[Region labeling items]
◆ ◆ ◆ ◆ ◆ ◆ ◆

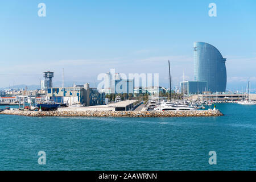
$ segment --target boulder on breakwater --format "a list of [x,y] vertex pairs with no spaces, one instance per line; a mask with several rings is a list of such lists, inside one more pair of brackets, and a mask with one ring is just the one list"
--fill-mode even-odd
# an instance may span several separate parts
[[224,114],[219,110],[170,110],[156,111],[35,111],[5,110],[0,114],[19,115],[27,117],[215,117]]

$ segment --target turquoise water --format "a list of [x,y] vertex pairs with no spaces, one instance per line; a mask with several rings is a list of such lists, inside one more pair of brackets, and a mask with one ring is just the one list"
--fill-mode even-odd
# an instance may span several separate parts
[[[256,170],[256,106],[200,118],[0,115],[1,170]],[[38,152],[46,153],[46,164]],[[217,165],[208,153],[217,152]]]

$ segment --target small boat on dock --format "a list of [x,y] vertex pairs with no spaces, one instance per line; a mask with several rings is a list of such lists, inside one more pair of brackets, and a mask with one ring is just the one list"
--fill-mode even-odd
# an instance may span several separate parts
[[38,104],[36,106],[43,111],[48,111],[57,110],[60,106],[60,104],[51,101],[43,104]]

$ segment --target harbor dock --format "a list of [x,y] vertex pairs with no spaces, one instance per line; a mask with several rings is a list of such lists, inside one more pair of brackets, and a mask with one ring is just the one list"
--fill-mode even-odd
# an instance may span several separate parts
[[26,117],[217,117],[224,114],[219,110],[169,110],[155,111],[35,111],[5,110],[0,114],[18,115]]

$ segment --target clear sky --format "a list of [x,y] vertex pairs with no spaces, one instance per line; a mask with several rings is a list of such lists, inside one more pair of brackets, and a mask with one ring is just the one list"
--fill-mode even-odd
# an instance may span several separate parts
[[[39,17],[39,3],[46,17]],[[210,17],[210,3],[217,17]],[[207,42],[227,59],[228,89],[256,88],[256,1],[52,1],[0,2],[0,87],[97,82],[100,73],[159,73],[168,86],[193,79],[193,43]],[[54,85],[53,85],[54,86]]]

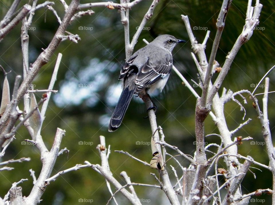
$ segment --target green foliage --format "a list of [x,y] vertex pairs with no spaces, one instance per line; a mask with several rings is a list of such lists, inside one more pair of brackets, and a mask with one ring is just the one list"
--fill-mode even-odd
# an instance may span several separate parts
[[[82,3],[89,2],[81,1]],[[245,23],[247,1],[233,1],[229,11],[216,58],[222,66],[227,54],[242,30]],[[188,16],[192,27],[207,27],[211,31],[207,44],[207,53],[209,57],[215,34],[216,20],[222,2],[221,0],[161,1],[154,15],[146,26],[150,27],[150,30],[143,31],[135,50],[145,45],[142,40],[143,38],[150,41],[160,34],[171,34],[178,38],[188,40],[188,36],[180,17],[183,14]],[[23,5],[26,2],[21,3]],[[131,38],[151,3],[151,1],[143,1],[130,11]],[[222,85],[233,91],[242,89],[253,90],[254,88],[251,87],[250,85],[257,83],[274,63],[275,39],[273,32],[275,27],[275,14],[273,10],[275,3],[270,0],[262,3],[264,7],[258,26],[262,28],[261,30],[255,30],[251,39],[242,47]],[[10,3],[9,1],[7,0],[0,2],[0,18],[3,18],[8,9],[3,5],[9,6]],[[59,2],[56,2],[54,7],[60,16],[62,16],[64,13],[63,9]],[[124,171],[133,182],[156,184],[153,177],[150,175],[150,172],[157,174],[155,170],[142,165],[126,156],[113,152],[115,150],[123,150],[142,160],[150,162],[151,158],[150,146],[139,145],[136,144],[136,142],[150,142],[151,129],[149,120],[143,118],[147,115],[145,105],[141,103],[140,100],[138,100],[138,98],[135,98],[136,99],[131,102],[126,113],[123,121],[124,125],[115,132],[107,132],[108,122],[104,119],[110,116],[111,111],[113,108],[108,103],[108,98],[109,96],[107,93],[109,93],[107,92],[109,86],[118,83],[119,70],[124,62],[124,31],[120,22],[120,14],[116,9],[102,7],[93,9],[95,13],[93,16],[84,16],[75,21],[67,29],[71,33],[78,34],[81,40],[77,44],[68,40],[62,42],[50,62],[42,67],[33,82],[36,86],[35,89],[48,87],[57,55],[61,52],[63,57],[54,89],[60,90],[69,82],[75,83],[74,85],[76,86],[70,88],[76,90],[76,93],[67,96],[68,101],[66,101],[65,104],[62,104],[63,105],[61,107],[56,105],[60,105],[58,104],[59,101],[63,100],[63,97],[55,96],[55,95],[58,96],[56,95],[58,94],[52,95],[42,126],[42,135],[49,149],[52,144],[57,127],[66,131],[61,148],[66,147],[70,151],[68,155],[64,154],[58,158],[52,175],[76,164],[83,164],[85,160],[93,164],[100,163],[100,158],[96,148],[99,143],[99,136],[102,135],[106,137],[106,144],[111,145],[110,167],[114,176],[119,181],[122,183],[124,183],[119,176],[120,172]],[[41,48],[46,47],[59,26],[51,11],[47,11],[46,16],[45,12],[45,10],[42,9],[36,13],[32,24],[36,29],[29,32],[31,63],[33,62],[42,51]],[[20,38],[21,26],[17,26],[0,42],[0,65],[7,71],[10,70],[13,71],[7,76],[11,90],[15,75],[23,75]],[[79,30],[79,26],[91,27],[93,29]],[[264,28],[264,30],[263,28]],[[202,42],[206,31],[198,29],[193,32],[198,41]],[[174,65],[192,85],[191,79],[197,82],[198,79],[197,69],[190,55],[192,50],[190,41],[182,45],[181,47],[178,46],[173,52]],[[98,62],[91,63],[92,60],[97,61]],[[96,70],[99,66],[103,67],[102,69]],[[88,70],[94,72],[92,75],[89,76],[86,73],[83,72],[83,71],[86,72]],[[271,79],[270,89],[271,90],[274,90],[275,76],[274,73],[272,72],[269,75]],[[103,83],[101,83],[100,86],[95,89],[94,86],[99,83],[96,80],[99,75],[103,76],[101,78],[103,79],[101,82]],[[215,79],[217,75],[214,74],[213,79]],[[170,78],[164,92],[154,98],[159,107],[156,112],[157,121],[164,129],[167,143],[176,146],[187,154],[193,154],[195,148],[193,142],[195,139],[196,99],[182,85],[174,73],[172,73]],[[1,75],[0,79],[2,86],[4,79],[3,75]],[[85,96],[77,103],[72,102],[79,94],[78,92],[80,90],[77,87],[78,84],[85,83],[95,85],[95,89],[89,93],[90,96]],[[200,89],[195,89],[200,94]],[[1,92],[2,89],[0,90]],[[263,92],[263,90],[259,88],[257,92]],[[260,100],[262,96],[258,96],[258,99]],[[37,96],[36,97],[37,99]],[[54,99],[54,101],[53,100]],[[92,100],[94,101],[91,102]],[[270,95],[268,100],[270,126],[272,128],[275,126],[275,98],[274,94]],[[233,137],[250,136],[254,141],[263,142],[260,125],[252,106],[252,102],[248,99],[248,104],[245,105],[247,111],[246,119],[250,117],[252,119],[252,121]],[[262,106],[260,100],[259,103]],[[19,105],[21,109],[23,106],[21,102]],[[232,102],[227,104],[225,108],[228,126],[229,129],[233,129],[243,122],[241,120],[243,112],[240,111],[239,106]],[[218,131],[212,119],[208,117],[205,122],[206,134]],[[273,134],[274,129],[272,129],[271,131]],[[30,157],[32,159],[30,162],[23,162],[23,165],[21,164],[13,164],[11,166],[15,168],[14,170],[1,172],[0,196],[1,197],[6,194],[11,183],[22,178],[29,179],[20,185],[23,187],[23,195],[28,196],[33,185],[29,170],[31,168],[35,171],[38,177],[41,169],[38,150],[34,146],[24,145],[22,142],[25,139],[30,137],[25,128],[21,128],[16,137],[16,140],[6,152],[5,159],[23,157]],[[220,143],[220,140],[215,136],[209,137],[206,141],[208,143]],[[81,142],[90,143],[81,144]],[[251,156],[255,160],[268,164],[264,146],[252,145],[249,142],[238,146],[240,154]],[[171,154],[176,154],[170,150],[168,151]],[[183,166],[188,166],[186,160],[180,157],[177,158]],[[170,164],[177,167],[172,160],[169,161],[169,165]],[[222,165],[220,165],[221,166]],[[170,166],[167,166],[167,168],[168,171],[171,172]],[[179,167],[177,167],[176,169],[178,173],[181,173]],[[270,187],[271,173],[267,170],[263,171],[261,172],[258,170],[253,170],[257,176],[256,179],[250,174],[246,176],[243,184],[243,193]],[[172,178],[173,174],[170,176]],[[255,183],[251,183],[251,181]],[[114,190],[112,186],[112,188]],[[138,196],[141,198],[150,199],[151,202],[154,202],[152,204],[160,204],[160,196],[163,194],[162,191],[148,188],[135,188]],[[121,196],[120,194],[118,194],[119,198]],[[103,204],[110,197],[104,178],[91,169],[85,168],[68,173],[59,177],[56,181],[51,182],[42,197],[43,200],[40,204],[78,204],[78,199],[81,198],[92,199],[94,204]],[[265,199],[267,204],[270,201],[270,196],[260,197]],[[60,200],[62,202],[60,202]]]

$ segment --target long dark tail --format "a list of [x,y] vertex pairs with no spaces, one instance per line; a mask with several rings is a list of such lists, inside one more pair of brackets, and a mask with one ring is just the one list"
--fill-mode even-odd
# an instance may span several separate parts
[[120,95],[109,123],[109,132],[115,131],[121,124],[122,119],[135,92],[135,89],[129,90],[128,87],[124,89]]

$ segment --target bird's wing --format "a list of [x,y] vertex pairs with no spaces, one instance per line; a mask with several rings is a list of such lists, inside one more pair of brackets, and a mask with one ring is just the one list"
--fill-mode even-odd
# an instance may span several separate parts
[[149,88],[170,74],[173,66],[172,59],[169,54],[160,60],[149,59],[139,69],[135,79],[136,92]]

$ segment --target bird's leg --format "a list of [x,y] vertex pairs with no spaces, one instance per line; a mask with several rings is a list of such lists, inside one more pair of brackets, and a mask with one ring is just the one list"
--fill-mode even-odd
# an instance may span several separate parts
[[147,96],[148,96],[148,97],[149,98],[149,99],[150,99],[150,100],[151,101],[151,102],[152,102],[152,103],[153,104],[153,107],[149,107],[148,109],[147,109],[147,112],[148,112],[150,110],[154,110],[154,111],[156,112],[156,111],[157,110],[157,109],[158,109],[158,106],[157,106],[157,105],[154,102],[154,101],[153,101],[153,99],[152,99],[152,98],[151,97],[151,96],[150,96],[150,95],[148,94],[148,92],[147,92],[147,90],[146,91],[146,94],[147,94]]

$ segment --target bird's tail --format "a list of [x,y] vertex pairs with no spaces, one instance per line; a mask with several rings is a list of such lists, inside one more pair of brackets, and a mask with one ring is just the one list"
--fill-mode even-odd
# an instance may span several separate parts
[[135,90],[135,89],[129,90],[128,87],[127,87],[122,91],[118,100],[118,102],[115,106],[110,120],[108,128],[109,132],[115,131],[121,124],[123,117],[127,109],[128,108]]

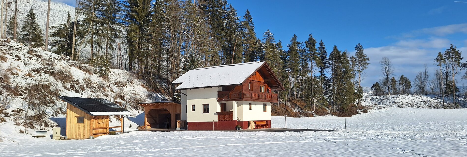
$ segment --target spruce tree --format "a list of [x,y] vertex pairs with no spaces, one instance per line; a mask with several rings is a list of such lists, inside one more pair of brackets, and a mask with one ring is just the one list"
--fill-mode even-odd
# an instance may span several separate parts
[[[10,18],[10,20],[8,20],[8,23],[7,23],[7,35],[8,37],[13,38],[13,34],[14,33],[14,16],[12,16]],[[19,26],[19,24],[18,23],[17,21],[16,22],[16,26]],[[19,27],[17,27],[16,29],[18,29]],[[19,32],[18,30],[16,32]]]
[[20,41],[26,45],[34,48],[38,48],[44,45],[44,37],[42,30],[39,27],[36,21],[35,13],[32,7],[28,12],[26,19],[21,27],[21,36]]
[[[297,36],[295,34],[290,39],[290,44],[287,45],[289,50],[289,61],[287,64],[287,70],[289,75],[289,82],[291,83],[290,88],[293,88],[294,98],[297,98],[297,89],[299,85],[297,83],[300,68],[300,54],[303,50],[302,43],[297,41]],[[290,92],[292,92],[292,89]]]
[[[245,15],[243,15],[243,19],[245,20],[241,21],[241,26],[243,28],[242,34],[245,40],[245,42],[243,43],[243,62],[257,61],[259,58],[258,56],[261,55],[260,54],[262,53],[262,51],[260,51],[259,49],[258,39],[255,32],[253,17],[250,14],[250,11],[248,9],[245,13]],[[264,36],[263,35],[263,36]]]
[[[355,73],[357,75],[356,83],[358,88],[360,89],[361,88],[361,81],[365,78],[365,73],[363,73],[363,70],[368,68],[368,64],[369,64],[368,61],[370,60],[370,58],[363,53],[365,49],[363,49],[363,47],[360,43],[357,44],[357,46],[355,47],[355,50],[357,51],[355,53],[355,56],[352,56],[351,60]],[[363,91],[362,90],[359,91]],[[359,93],[359,95],[362,95],[363,93]],[[358,99],[359,104],[360,104],[361,98],[360,97]]]
[[[70,13],[67,14],[66,22],[60,25],[52,26],[50,37],[52,37],[51,46],[53,53],[71,57],[73,45],[73,33],[74,22],[71,21]],[[77,32],[79,34],[79,31]],[[76,50],[76,48],[75,48]]]
[[326,51],[326,47],[323,42],[323,41],[319,41],[319,46],[317,50],[318,57],[319,58],[320,61],[317,62],[319,64],[316,64],[316,67],[318,68],[318,72],[319,73],[319,83],[321,86],[323,86],[323,82],[325,80],[327,79],[326,76],[326,69],[328,68],[327,65],[327,52]]
[[371,86],[371,90],[373,90],[373,91],[374,91],[375,96],[381,95],[382,92],[382,88],[381,87],[381,85],[380,85],[379,83],[378,83],[378,82],[373,83],[373,85]]

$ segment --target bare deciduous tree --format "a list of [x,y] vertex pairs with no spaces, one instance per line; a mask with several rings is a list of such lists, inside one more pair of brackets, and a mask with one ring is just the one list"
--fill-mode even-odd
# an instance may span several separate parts
[[391,60],[386,57],[382,57],[381,61],[380,61],[380,64],[381,65],[381,74],[382,75],[382,77],[384,79],[383,83],[385,83],[382,86],[387,88],[388,95],[390,95],[390,86],[389,85],[389,79],[391,79],[391,76],[394,74],[394,67],[392,65]]

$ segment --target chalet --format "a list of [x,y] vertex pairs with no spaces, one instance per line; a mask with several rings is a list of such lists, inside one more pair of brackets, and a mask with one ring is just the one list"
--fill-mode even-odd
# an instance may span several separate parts
[[[108,100],[60,96],[67,102],[66,139],[93,138],[109,134],[109,130],[123,130],[123,116],[133,114]],[[120,125],[109,126],[109,116],[116,116]]]
[[249,123],[255,124],[250,128],[270,128],[271,105],[278,101],[275,92],[284,90],[264,61],[198,68],[172,83],[178,85],[181,102],[140,103],[146,129],[245,129]]

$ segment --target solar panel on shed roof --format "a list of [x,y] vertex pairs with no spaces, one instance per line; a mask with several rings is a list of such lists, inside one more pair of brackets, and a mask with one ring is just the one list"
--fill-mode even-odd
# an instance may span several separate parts
[[59,97],[70,104],[78,107],[88,114],[95,115],[128,115],[131,113],[108,100],[71,96]]

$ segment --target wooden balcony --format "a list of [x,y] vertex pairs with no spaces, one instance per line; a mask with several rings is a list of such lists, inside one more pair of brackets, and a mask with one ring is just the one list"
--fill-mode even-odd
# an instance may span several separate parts
[[217,112],[217,121],[226,121],[234,120],[234,112]]
[[253,102],[277,102],[277,94],[254,92],[252,91],[222,91],[217,92],[217,101],[249,101]]

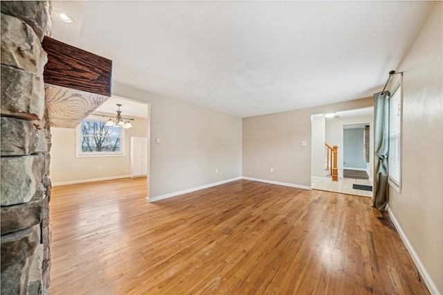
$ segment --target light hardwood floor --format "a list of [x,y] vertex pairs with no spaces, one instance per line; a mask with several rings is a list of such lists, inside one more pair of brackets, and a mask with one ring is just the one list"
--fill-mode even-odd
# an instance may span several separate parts
[[53,188],[53,295],[428,294],[370,198],[239,180],[149,204],[145,181]]

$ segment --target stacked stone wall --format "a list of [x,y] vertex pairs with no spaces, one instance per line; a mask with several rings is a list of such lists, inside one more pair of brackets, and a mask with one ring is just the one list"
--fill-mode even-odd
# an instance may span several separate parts
[[51,130],[41,42],[51,2],[1,7],[1,233],[2,294],[47,294],[51,267]]

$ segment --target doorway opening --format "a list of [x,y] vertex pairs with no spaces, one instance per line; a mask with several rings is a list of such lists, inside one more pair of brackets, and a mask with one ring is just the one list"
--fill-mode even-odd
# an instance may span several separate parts
[[[118,105],[120,105],[121,116],[125,120],[132,119],[132,127],[121,128],[119,145],[121,152],[118,154],[78,155],[76,149],[81,142],[82,132],[78,127],[51,128],[52,148],[51,151],[51,177],[53,186],[129,178],[131,172],[131,138],[147,138],[150,136],[150,105],[149,103],[133,100],[127,98],[112,96],[97,109],[93,115],[86,118],[91,121],[101,122],[100,126],[109,118],[115,118]],[[101,134],[100,134],[101,135]],[[79,138],[80,139],[79,139]],[[143,161],[145,168],[143,175],[146,177],[146,197],[149,198],[150,145],[143,148],[145,157]],[[69,167],[69,169],[66,169]]]
[[[371,126],[373,121],[373,112],[374,108],[370,107],[337,111],[332,118],[326,118],[323,114],[311,116],[311,186],[312,188],[365,197],[372,196],[372,191],[361,189],[361,186],[372,186],[373,132]],[[360,148],[359,152],[355,152],[354,150],[356,148],[353,148],[353,146],[347,142],[349,136],[346,134],[352,133],[352,130],[350,129],[357,126],[363,129],[359,130],[361,133],[361,142],[359,143]],[[350,131],[345,131],[348,129]],[[365,134],[368,136],[365,142],[363,141]],[[332,181],[326,167],[327,154],[325,144],[338,147],[338,177],[336,181]],[[358,163],[352,161],[356,157],[353,153],[359,154],[361,161]],[[350,170],[352,170],[350,171],[352,172],[350,175],[348,174]],[[358,173],[364,174],[365,176],[354,177]],[[367,188],[363,187],[363,188]]]

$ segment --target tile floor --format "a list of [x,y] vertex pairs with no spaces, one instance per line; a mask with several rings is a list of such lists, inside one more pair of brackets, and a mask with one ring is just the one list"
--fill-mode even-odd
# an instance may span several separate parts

◆ ◆ ◆ ◆ ◆ ◆ ◆

▸ WORK REQUIRED
Write out, word for word, the line containing "segment --target tile" and every line after it to the end of the data above.

▸ TASK RESPONSE
$ segment --target tile floor --format "a list of [x,y] vertex pairs with no spaces, one instance per line; a mask with several rings is a list of such lists, inside one more pair of brackets, and a mask with one ring is just the one list"
--fill-mode even-odd
# an instance may span several separate parts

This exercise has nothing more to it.